* Page extract:
Let's process the irrelevance answers

In [None]:
import json
irrelevance_answers = []
with open("questions/BFCL_v3_irrelevance.json", "r") as samples:
    for sample in samples.readlines():
        id = json.loads(sample)['id']
        answer = {
            "id": id,
            "ground_truth": []
        }
        irrelevance_answers.append(answer)

In [None]:
with open("answers/BFCL_v3_irrelevance.json", "w") as output_file:
    for answer in irrelevance_answers:
        json.dump(answer, output_file)
        output_file.write('\n')

Now, lets process the relevance answers. We don't have an answer file for this already, but remember, BFCL counts any non-zero answer as correct. We'll use a random function from the list of functions provided in the example.

To create answers with the right data types, we'll build a help function to account for all of the different answer scenarios in the relevance dataset.

In [None]:
import random

def generate_answer(function: dict) -> dict:
    function_params = function['parameters']['properties']
    required_params = function['parameters']['required']
    param_values = {}


    for p in function_params.keys():
        data_type = function_params[p]['type']
        # check if default availablt and use that
        if 'default' in function_params[p].keys():
            param_values[p] = [function_params[p]['default']]
            # print(param_values)

        if p in required_params:
            if data_type == 'string':
                if 'enum' in function_params[p].keys():
                    enums = function_params[p]['enum']
                    # print("found enums", function_params[p]['enum'])

* Task list:
• 1. Copy from the BFCL notebook excerpt, from "Now, lets process" up to and including "the relevance dataset.".
• 2. Rewrite the paragraph in the BFCL notebook excerpt that begins "Now, lets process the relevance answers" as a short bulleted list that keeps its main facts.
Rely only on the BFCL notebook excerpt above.

* Material:
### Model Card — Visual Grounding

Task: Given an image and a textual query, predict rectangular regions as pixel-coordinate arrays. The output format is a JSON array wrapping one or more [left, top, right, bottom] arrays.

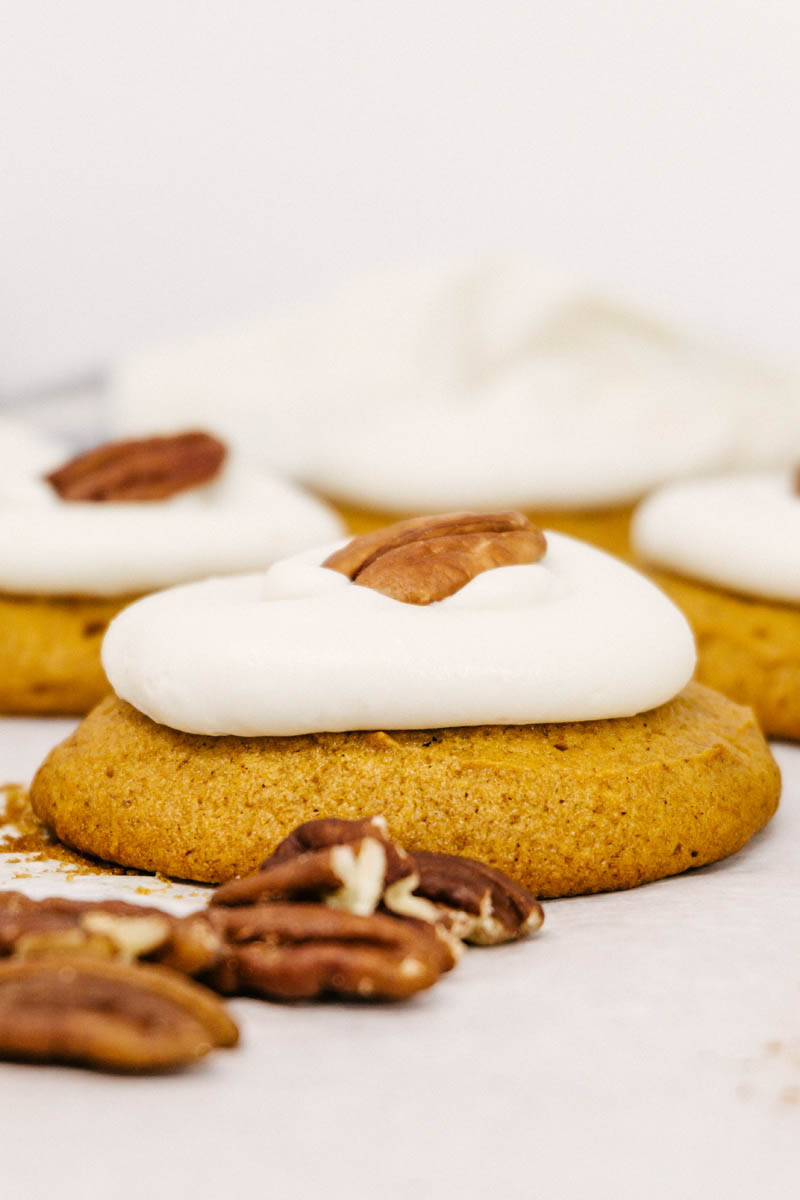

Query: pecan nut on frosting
[[0, 954, 239, 1072], [44, 431, 228, 503], [323, 511, 547, 605]]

* Solution list:
• 1.
Now, lets process the relevance answers. We don't have an answer file for this already, but remember, BFCL counts any non-zero answer as correct. We'll use a random function from the list of functions provided in the example.

To create answers with the right data types, we'll build a help function to account for all of the different answer scenarios in the relevance dataset.

• 2.
- The relevance answers are processed next.
- No answer file exists for them yet.
- BFCL counts any non-zero answer as correct.
- A random function from the example's list of functions will be used.